* Begin MATERIAL FOR THIS TASK *

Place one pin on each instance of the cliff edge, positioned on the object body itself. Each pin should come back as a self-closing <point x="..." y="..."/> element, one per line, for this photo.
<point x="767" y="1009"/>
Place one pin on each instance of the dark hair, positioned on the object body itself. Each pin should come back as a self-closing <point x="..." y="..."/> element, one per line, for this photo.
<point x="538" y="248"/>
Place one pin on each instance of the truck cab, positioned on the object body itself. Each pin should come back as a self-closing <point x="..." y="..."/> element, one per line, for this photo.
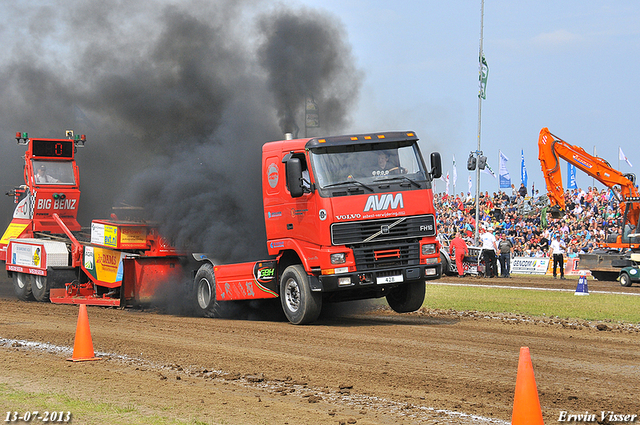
<point x="355" y="214"/>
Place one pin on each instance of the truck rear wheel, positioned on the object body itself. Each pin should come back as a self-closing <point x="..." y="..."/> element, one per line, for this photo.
<point x="22" y="286"/>
<point x="299" y="303"/>
<point x="40" y="288"/>
<point x="407" y="297"/>
<point x="204" y="292"/>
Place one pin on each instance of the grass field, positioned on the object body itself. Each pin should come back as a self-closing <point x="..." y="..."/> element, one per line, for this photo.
<point x="596" y="306"/>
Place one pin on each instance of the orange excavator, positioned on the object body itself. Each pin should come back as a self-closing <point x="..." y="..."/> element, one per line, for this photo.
<point x="605" y="262"/>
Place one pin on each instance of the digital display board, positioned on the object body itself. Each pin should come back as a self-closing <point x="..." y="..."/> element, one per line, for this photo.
<point x="52" y="148"/>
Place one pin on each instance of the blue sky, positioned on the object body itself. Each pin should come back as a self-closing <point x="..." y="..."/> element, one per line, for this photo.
<point x="571" y="66"/>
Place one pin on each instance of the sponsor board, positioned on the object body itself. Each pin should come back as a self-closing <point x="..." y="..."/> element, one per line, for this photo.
<point x="529" y="265"/>
<point x="104" y="234"/>
<point x="104" y="265"/>
<point x="26" y="255"/>
<point x="13" y="231"/>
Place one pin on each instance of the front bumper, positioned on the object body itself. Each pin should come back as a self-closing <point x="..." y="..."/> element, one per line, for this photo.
<point x="374" y="279"/>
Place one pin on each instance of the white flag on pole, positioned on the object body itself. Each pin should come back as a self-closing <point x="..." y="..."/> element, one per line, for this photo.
<point x="447" y="180"/>
<point x="623" y="157"/>
<point x="455" y="172"/>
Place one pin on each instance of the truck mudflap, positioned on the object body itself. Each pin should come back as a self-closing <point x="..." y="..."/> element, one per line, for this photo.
<point x="246" y="281"/>
<point x="379" y="278"/>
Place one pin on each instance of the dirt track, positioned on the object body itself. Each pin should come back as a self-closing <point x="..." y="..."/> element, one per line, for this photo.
<point x="372" y="367"/>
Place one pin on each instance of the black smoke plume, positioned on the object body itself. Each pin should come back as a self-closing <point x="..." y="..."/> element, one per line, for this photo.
<point x="176" y="99"/>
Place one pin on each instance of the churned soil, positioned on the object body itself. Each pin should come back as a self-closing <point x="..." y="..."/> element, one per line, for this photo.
<point x="360" y="363"/>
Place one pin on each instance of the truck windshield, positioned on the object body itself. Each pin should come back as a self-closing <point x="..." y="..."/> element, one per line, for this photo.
<point x="367" y="164"/>
<point x="49" y="172"/>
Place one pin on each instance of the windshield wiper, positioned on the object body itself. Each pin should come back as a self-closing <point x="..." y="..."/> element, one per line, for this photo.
<point x="348" y="182"/>
<point x="415" y="183"/>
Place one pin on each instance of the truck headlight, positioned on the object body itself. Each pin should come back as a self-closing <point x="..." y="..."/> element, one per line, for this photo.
<point x="338" y="258"/>
<point x="428" y="249"/>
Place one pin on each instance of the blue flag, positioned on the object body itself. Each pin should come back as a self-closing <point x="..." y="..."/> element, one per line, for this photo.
<point x="523" y="169"/>
<point x="571" y="176"/>
<point x="505" y="177"/>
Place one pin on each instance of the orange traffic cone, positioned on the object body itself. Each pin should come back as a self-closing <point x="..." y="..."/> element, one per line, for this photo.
<point x="526" y="405"/>
<point x="83" y="346"/>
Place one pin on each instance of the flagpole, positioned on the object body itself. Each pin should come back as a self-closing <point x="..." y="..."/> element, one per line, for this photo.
<point x="479" y="124"/>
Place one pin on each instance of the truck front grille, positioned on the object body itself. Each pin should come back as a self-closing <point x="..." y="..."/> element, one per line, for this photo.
<point x="384" y="229"/>
<point x="390" y="254"/>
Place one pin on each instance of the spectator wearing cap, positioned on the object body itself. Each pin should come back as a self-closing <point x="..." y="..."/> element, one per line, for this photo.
<point x="458" y="246"/>
<point x="489" y="248"/>
<point x="558" y="248"/>
<point x="505" y="247"/>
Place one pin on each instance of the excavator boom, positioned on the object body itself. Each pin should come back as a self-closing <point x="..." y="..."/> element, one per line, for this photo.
<point x="551" y="148"/>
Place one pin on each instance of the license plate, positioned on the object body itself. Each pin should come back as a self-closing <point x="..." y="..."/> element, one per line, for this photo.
<point x="389" y="279"/>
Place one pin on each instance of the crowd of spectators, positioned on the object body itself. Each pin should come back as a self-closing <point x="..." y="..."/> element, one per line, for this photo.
<point x="589" y="216"/>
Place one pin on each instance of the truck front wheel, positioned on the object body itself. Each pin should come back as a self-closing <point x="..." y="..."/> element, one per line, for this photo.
<point x="407" y="297"/>
<point x="40" y="288"/>
<point x="299" y="303"/>
<point x="204" y="292"/>
<point x="22" y="286"/>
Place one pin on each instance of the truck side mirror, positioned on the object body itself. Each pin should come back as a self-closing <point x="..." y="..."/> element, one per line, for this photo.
<point x="436" y="165"/>
<point x="294" y="177"/>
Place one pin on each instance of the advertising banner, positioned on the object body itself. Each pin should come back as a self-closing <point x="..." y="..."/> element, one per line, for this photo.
<point x="529" y="265"/>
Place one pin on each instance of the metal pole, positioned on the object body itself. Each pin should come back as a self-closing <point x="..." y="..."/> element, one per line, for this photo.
<point x="479" y="123"/>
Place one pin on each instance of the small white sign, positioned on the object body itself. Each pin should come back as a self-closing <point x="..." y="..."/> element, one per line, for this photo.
<point x="389" y="279"/>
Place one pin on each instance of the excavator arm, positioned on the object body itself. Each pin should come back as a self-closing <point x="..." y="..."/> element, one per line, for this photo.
<point x="551" y="148"/>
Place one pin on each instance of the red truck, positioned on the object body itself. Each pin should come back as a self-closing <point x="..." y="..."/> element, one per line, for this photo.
<point x="347" y="218"/>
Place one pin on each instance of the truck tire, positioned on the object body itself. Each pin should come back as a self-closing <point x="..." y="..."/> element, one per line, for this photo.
<point x="299" y="303"/>
<point x="625" y="280"/>
<point x="22" y="286"/>
<point x="204" y="292"/>
<point x="40" y="288"/>
<point x="407" y="297"/>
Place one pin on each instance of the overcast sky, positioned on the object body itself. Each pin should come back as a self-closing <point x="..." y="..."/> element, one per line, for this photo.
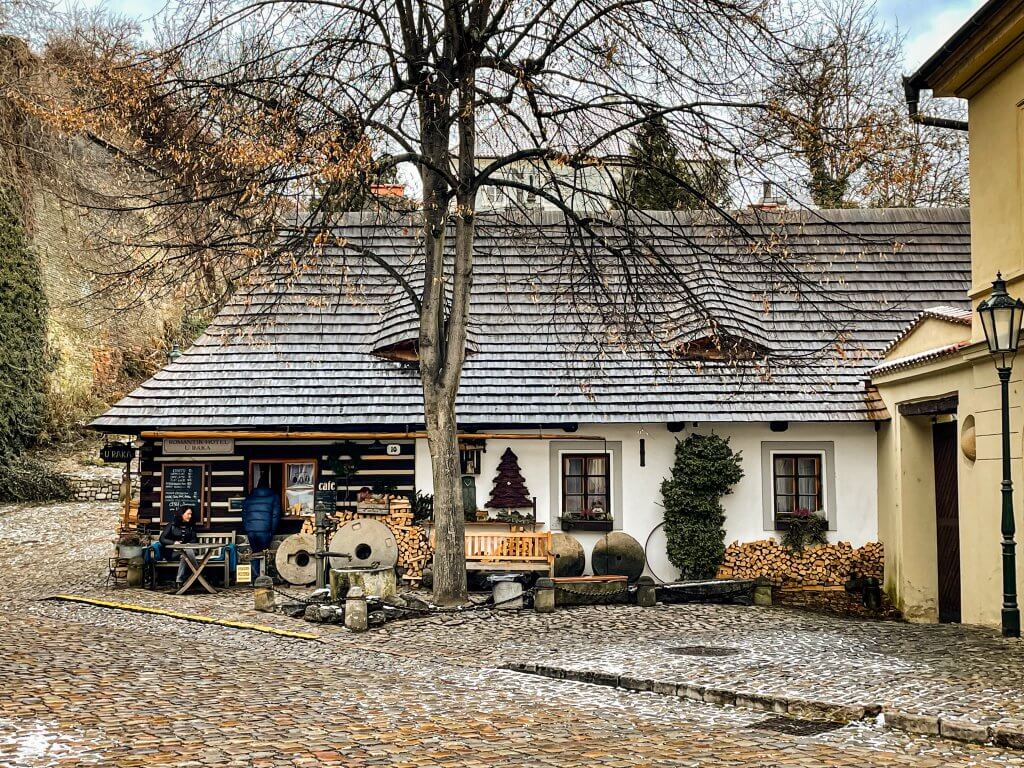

* End MATERIAL FOR THIS TASK *

YOUR TASK | Rewrite all of the records above, substituting "Put one marker" for "Place one pin" and leaving everything else as it is. Omit the pictures from your answer.

OUTPUT FOR THIS EXERCISE |
Put one marker on each instance of the cliff edge, positioned on the object body itself. Each pin should come back as a self-closing <point x="..." y="..."/> element, one per line, for this photo.
<point x="767" y="1009"/>
Put one marker on each instance of the dark hair, positioned on the object body itself. Each pin should come back as a self-closing <point x="..." y="..."/> element, one per line, for this photo.
<point x="538" y="248"/>
Put one marker on each instance of the truck cab, positioned on the object body itself. Each pin should come back as a self-closing <point x="..." y="..."/> element, one per line, for this photo.
<point x="355" y="214"/>
Put one marker on each instance of the truck rear wheel, positioned on the object body itself. Each pin should come back as a self-closing <point x="..." y="..."/> element, one per line, for this photo.
<point x="22" y="286"/>
<point x="299" y="303"/>
<point x="40" y="288"/>
<point x="407" y="297"/>
<point x="204" y="292"/>
Put one marker on each instance of the grass field, positioned on the object body itself. Each pin should come back as a self-closing <point x="..." y="..."/> element, one per line, for this photo.
<point x="596" y="306"/>
Put one marker on each instance of the orange excavator, positioned on the object body itself. Each pin should come back as a self-closing <point x="..." y="..."/> element, one per line, for this photo.
<point x="605" y="262"/>
Put one marker on each instance of the digital display board, positioned on the object body itself. Each pin should come back as a self-closing <point x="..." y="..."/> element, one per line, for this photo.
<point x="52" y="148"/>
Put one marker on each instance of the blue sky, positioned on the object body itself. Each pin should come back as a self-closing <point x="..." y="..."/> element, one per line, for this photo.
<point x="571" y="66"/>
Put one marker on each instance of the sponsor board, positioned on the object body itself. Each pin should come back as a self-closing <point x="..." y="..."/> element, one per line, for this photo.
<point x="529" y="265"/>
<point x="104" y="234"/>
<point x="104" y="265"/>
<point x="26" y="255"/>
<point x="13" y="231"/>
Put one marker on each instance of the front bumper, positioned on the object body itself. Each pin should come back as a self-closing <point x="..." y="..."/> element, one per line, for this photo.
<point x="374" y="279"/>
Put one marker on each instance of the white flag on pole, positioned on the object body itself. Each pin should come back as a self-closing <point x="..." y="..."/> element, one per line, for this photo.
<point x="447" y="180"/>
<point x="623" y="157"/>
<point x="455" y="172"/>
Put one marker on each instance of the truck mudflap, positioned on the object body itself. Each pin should come back as a self-closing <point x="..." y="..."/> element, one per line, for this photo.
<point x="246" y="281"/>
<point x="379" y="278"/>
Put one marker on each instance of the dirt track, positioned on the object body itself. Each pin should come back as a self-closing <point x="..." y="..."/> element, one per line, for this photo.
<point x="372" y="367"/>
Put one marker on each instance of the black smoke plume, positioned on the object body itself. Each pin should come back as a self-closing <point x="..." y="..."/> element, one per line, for this photo.
<point x="176" y="99"/>
Put one marker on each instance of the churned soil, positioned on the object body itself. Each pin should come back as a self-closing <point x="..." y="..."/> element, one per line, for this photo.
<point x="360" y="363"/>
Put one marker on each instance of the truck windshield, positioned on the object body itself. Each pin should come back as a self-closing <point x="..." y="..."/> element, one per line, for this photo.
<point x="367" y="164"/>
<point x="49" y="172"/>
Put one marker on each instance of the windshield wiper, positioned on the object body itself. Each pin should come back as a self-closing <point x="..." y="..."/> element, one per line, for this photo.
<point x="348" y="182"/>
<point x="415" y="183"/>
Put one marker on each instance of the truck headlight, positioned on the object body itself. Each pin should come back as a self-closing <point x="..." y="..."/> element, one per line, for this photo.
<point x="338" y="258"/>
<point x="428" y="249"/>
Put one marker on each instance of the blue flag, positioned on the object body itself. Each pin should come back as a self-closing <point x="..." y="..."/> element, one per line, for this photo.
<point x="523" y="169"/>
<point x="571" y="176"/>
<point x="505" y="177"/>
Put one marker on each instance of the orange traffic cone, positioned on the object body itself. Each pin should come back as a self-closing <point x="..." y="..."/> element, one per line, for this photo.
<point x="526" y="405"/>
<point x="83" y="346"/>
Put one marker on each instance of the flagpole, positioned on the object body itself. Each pin should come back as a self-closing <point x="..." y="..."/> element, one per line, for this photo.
<point x="479" y="124"/>
Put one marker on each instance of the truck front grille, positioned on the object body itself. Each pin should come back as a self-closing <point x="..." y="..."/> element, one per line, for this photo.
<point x="384" y="229"/>
<point x="390" y="254"/>
Put one marker on each instance of the spectator wearing cap, positioned on the object body itself. Each pin should come back as a self-closing <point x="..." y="..."/> element, one per line, for this photo.
<point x="458" y="246"/>
<point x="489" y="248"/>
<point x="558" y="248"/>
<point x="505" y="247"/>
Put one marker on each instance of the excavator boom, positioned on the object body itself. Each pin should come back as a self-closing <point x="..." y="..."/> element, one per line, for this photo.
<point x="551" y="148"/>
Put one marker on each instance of the license plate, positioned on the object body itself. Each pin should come back as a self-closing <point x="..." y="..."/> element, one per line, for this photo.
<point x="389" y="279"/>
Put one marker on each instance of the crowd of spectators, positioned on the object body itself. Each pin should come back as a self-closing <point x="..." y="..."/> element, one per line, for this photo.
<point x="589" y="216"/>
Put one marker on each instance of the truck front wheel, positioned on the object body itself. Each pin should come back as a self-closing <point x="..." y="..."/> element, one per line, for this photo.
<point x="407" y="297"/>
<point x="40" y="288"/>
<point x="299" y="303"/>
<point x="204" y="292"/>
<point x="22" y="286"/>
Put one marker on each instance of the truck side mirror, positioned on the object body itself. Each pin should come back as a self-closing <point x="..." y="..."/> element, one per line, for this photo.
<point x="436" y="165"/>
<point x="294" y="177"/>
Put one marker on each instance of the advertising banner, positioned on the object body itself. Each pin should come back as a self-closing <point x="..." y="..."/> element, one per line, for this photo.
<point x="529" y="265"/>
Put one marker on each instance of the metal pole, positioned on the object body itself. Each pin should come back as a self-closing <point x="..." y="..."/> element, one per line, for this photo.
<point x="479" y="123"/>
Put one marker on each instance of the small white sign, positioned on the object body itself. Each pin should come back as a self-closing <point x="..." y="..."/> element, one per line, for this photo.
<point x="389" y="279"/>
Put one marker on each instance of the excavator arm, positioned on the object body itself. Each pin should come back as a self-closing <point x="..." y="..."/> element, one per line, for this photo.
<point x="551" y="148"/>
Put one marker on each instance of the red truck, positioned on the object body itself. Each pin should come back as a self-closing <point x="..." y="..."/> element, one per line, for this photo.
<point x="347" y="218"/>
Put one marker on each instance of the truck tire, positioned on the object body itself. Each pin should come back as a self-closing <point x="..." y="..."/> element, one per line, for this photo.
<point x="299" y="303"/>
<point x="625" y="280"/>
<point x="22" y="286"/>
<point x="204" y="292"/>
<point x="40" y="288"/>
<point x="407" y="297"/>
Put one marker on each instance of the overcast sky, positioned on the object body itself. Each pin should come back as a self-closing <point x="..." y="..."/> element, one per line, for this photo.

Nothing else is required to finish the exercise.